Exercise description:
Revise the material below so that "rough mask" becomes "coarse mask" everywhere it occurs, with every other part left unchanged.

Records provided:
*** Block opens ***
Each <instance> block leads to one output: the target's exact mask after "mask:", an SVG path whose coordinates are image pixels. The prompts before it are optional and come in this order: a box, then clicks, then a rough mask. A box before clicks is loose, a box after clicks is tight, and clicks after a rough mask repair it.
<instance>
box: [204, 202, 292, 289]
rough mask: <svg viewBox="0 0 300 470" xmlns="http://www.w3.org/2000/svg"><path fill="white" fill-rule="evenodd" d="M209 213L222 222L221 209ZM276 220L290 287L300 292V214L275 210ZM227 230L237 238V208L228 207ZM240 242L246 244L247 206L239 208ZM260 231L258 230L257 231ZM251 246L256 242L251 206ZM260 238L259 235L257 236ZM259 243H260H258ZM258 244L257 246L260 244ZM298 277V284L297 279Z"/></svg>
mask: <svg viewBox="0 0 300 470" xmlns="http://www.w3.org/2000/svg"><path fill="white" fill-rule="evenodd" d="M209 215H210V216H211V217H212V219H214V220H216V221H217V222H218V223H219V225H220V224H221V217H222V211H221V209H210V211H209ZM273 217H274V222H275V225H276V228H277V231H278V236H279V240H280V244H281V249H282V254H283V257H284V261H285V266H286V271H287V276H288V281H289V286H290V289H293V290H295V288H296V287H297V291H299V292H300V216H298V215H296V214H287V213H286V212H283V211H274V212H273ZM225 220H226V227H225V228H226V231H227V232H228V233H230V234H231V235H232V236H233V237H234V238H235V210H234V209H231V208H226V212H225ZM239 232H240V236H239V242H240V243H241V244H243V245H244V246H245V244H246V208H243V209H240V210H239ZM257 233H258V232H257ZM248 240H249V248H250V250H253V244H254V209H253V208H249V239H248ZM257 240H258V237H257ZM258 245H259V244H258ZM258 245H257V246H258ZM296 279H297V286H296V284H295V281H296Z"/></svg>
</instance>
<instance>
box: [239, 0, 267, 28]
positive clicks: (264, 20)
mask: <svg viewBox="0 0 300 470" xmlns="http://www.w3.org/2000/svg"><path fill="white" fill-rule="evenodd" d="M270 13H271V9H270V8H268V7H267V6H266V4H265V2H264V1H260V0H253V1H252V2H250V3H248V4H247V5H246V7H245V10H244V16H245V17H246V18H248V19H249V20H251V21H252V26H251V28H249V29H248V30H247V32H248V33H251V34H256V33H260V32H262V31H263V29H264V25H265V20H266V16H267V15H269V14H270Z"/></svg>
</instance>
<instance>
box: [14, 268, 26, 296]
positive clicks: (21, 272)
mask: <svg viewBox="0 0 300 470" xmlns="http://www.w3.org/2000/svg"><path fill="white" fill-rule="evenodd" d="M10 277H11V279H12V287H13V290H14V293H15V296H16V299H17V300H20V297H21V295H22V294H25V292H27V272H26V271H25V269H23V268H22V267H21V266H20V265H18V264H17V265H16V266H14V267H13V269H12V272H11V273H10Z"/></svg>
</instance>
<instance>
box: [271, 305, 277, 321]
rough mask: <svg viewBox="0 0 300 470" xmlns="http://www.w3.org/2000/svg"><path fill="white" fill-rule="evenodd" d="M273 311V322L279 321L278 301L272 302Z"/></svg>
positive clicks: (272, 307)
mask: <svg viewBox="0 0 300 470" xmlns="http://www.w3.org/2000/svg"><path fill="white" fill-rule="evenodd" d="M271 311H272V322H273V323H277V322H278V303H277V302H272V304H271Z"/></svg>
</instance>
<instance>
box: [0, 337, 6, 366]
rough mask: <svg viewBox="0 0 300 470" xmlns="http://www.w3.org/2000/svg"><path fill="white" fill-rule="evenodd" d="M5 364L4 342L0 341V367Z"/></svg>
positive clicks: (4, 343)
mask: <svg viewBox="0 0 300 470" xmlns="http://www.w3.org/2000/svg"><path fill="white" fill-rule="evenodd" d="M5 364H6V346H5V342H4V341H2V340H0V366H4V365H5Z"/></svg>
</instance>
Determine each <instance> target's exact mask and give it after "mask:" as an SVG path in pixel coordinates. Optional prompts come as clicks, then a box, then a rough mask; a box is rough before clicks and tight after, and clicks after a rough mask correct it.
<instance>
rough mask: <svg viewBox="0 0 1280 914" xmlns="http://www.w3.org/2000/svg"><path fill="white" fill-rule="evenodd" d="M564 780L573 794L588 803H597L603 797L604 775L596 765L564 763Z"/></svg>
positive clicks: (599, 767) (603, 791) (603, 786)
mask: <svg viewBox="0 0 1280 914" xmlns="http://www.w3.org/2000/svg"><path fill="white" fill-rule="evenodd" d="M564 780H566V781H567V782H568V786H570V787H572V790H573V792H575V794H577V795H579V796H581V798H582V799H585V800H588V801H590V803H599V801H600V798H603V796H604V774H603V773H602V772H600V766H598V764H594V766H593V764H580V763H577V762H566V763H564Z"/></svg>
*** Block closes ***
Answer:
Each <instance> block leads to one output: the target's exact mask after "mask:", an SVG path whose coordinates are image pixels. The prompts before it are optional and come in this order: a box, then clicks, then a coarse mask. A box before clicks is loose, a box after clicks is tight, and clicks after a coarse mask repair it.
<instance>
box: [204, 202, 292, 289]
coarse mask: <svg viewBox="0 0 300 470" xmlns="http://www.w3.org/2000/svg"><path fill="white" fill-rule="evenodd" d="M209 213L222 222L221 209ZM276 220L290 287L300 292V214L275 210ZM227 230L237 238V208L228 207ZM240 242L246 244L247 206L239 208ZM260 231L258 230L257 231ZM251 246L256 242L251 206ZM260 238L259 235L257 236ZM259 243H260H258ZM258 244L257 246L260 244ZM298 277V284L297 279Z"/></svg>
mask: <svg viewBox="0 0 300 470" xmlns="http://www.w3.org/2000/svg"><path fill="white" fill-rule="evenodd" d="M209 215H210V216H211V217H212V219H214V220H216V221H217V222H218V223H219V225H220V224H221V217H222V211H221V209H210V211H209ZM273 217H274V222H275V225H276V228H277V231H278V236H279V240H280V244H281V249H282V254H283V257H284V261H285V266H286V271H287V276H288V281H289V286H290V289H293V290H295V288H296V287H297V291H299V292H300V216H298V215H296V214H287V213H286V212H283V211H274V212H273ZM225 220H226V227H225V228H226V231H227V232H228V233H230V234H231V235H232V236H233V237H234V238H235V210H234V209H231V208H226V212H225ZM239 232H240V236H239V242H240V243H241V244H243V245H244V246H245V244H246V208H243V209H240V210H239ZM257 233H258V232H257ZM248 240H249V248H250V250H253V244H254V209H253V208H249V239H248ZM257 240H258V237H257ZM258 245H259V244H258ZM258 245H257V246H258ZM296 279H297V286H296V284H295V281H296Z"/></svg>
</instance>
<instance>
box: [239, 0, 267, 28]
positive clicks: (264, 20)
mask: <svg viewBox="0 0 300 470" xmlns="http://www.w3.org/2000/svg"><path fill="white" fill-rule="evenodd" d="M270 13H271V9H270V8H268V7H267V6H266V4H265V2H264V1H260V0H253V1H252V2H250V3H248V4H247V5H246V7H245V10H244V16H245V17H246V18H248V19H249V20H251V21H252V26H251V28H249V29H248V30H247V32H248V33H251V34H256V33H260V32H262V31H263V29H264V25H265V20H266V16H267V15H269V14H270Z"/></svg>
</instance>
<instance>
box: [14, 268, 26, 296]
positive clicks: (21, 272)
mask: <svg viewBox="0 0 300 470" xmlns="http://www.w3.org/2000/svg"><path fill="white" fill-rule="evenodd" d="M10 277H11V279H12V287H13V290H14V293H15V296H16V299H17V300H20V297H21V295H22V294H25V292H27V272H26V271H25V269H23V268H22V267H21V266H20V265H18V264H17V265H16V266H14V267H13V269H12V272H11V273H10Z"/></svg>
</instance>
<instance>
box: [271, 305, 277, 321]
coarse mask: <svg viewBox="0 0 300 470" xmlns="http://www.w3.org/2000/svg"><path fill="white" fill-rule="evenodd" d="M273 311V322L279 321L278 301L272 302Z"/></svg>
positive clicks: (272, 307)
mask: <svg viewBox="0 0 300 470" xmlns="http://www.w3.org/2000/svg"><path fill="white" fill-rule="evenodd" d="M271 311H272V322H273V323H277V322H278V303H277V302H272V304H271Z"/></svg>
</instance>
<instance>
box: [0, 337, 6, 366]
coarse mask: <svg viewBox="0 0 300 470" xmlns="http://www.w3.org/2000/svg"><path fill="white" fill-rule="evenodd" d="M5 364L4 342L0 341V367Z"/></svg>
positive clicks: (4, 343)
mask: <svg viewBox="0 0 300 470" xmlns="http://www.w3.org/2000/svg"><path fill="white" fill-rule="evenodd" d="M5 364H6V346H5V342H4V341H2V340H0V366H4V365H5Z"/></svg>
</instance>
Determine each <instance> target's exact mask and give it after "mask:" as an SVG path in pixel coordinates. Optional prompts come as clicks, then a box, then a coarse mask; a box is rough before clicks and tight after, and clicks after a coarse mask correct it.
<instance>
coarse mask: <svg viewBox="0 0 1280 914" xmlns="http://www.w3.org/2000/svg"><path fill="white" fill-rule="evenodd" d="M564 780L573 794L588 803H597L603 797L604 775L596 765L564 763Z"/></svg>
positive clicks: (599, 767) (603, 791) (603, 786)
mask: <svg viewBox="0 0 1280 914" xmlns="http://www.w3.org/2000/svg"><path fill="white" fill-rule="evenodd" d="M564 780H566V781H567V782H568V786H570V787H572V790H573V792H575V794H577V795H579V796H581V798H582V799H585V800H588V801H590V803H599V801H600V798H603V796H604V774H603V773H602V772H600V766H598V764H594V766H593V764H580V763H577V762H566V763H564Z"/></svg>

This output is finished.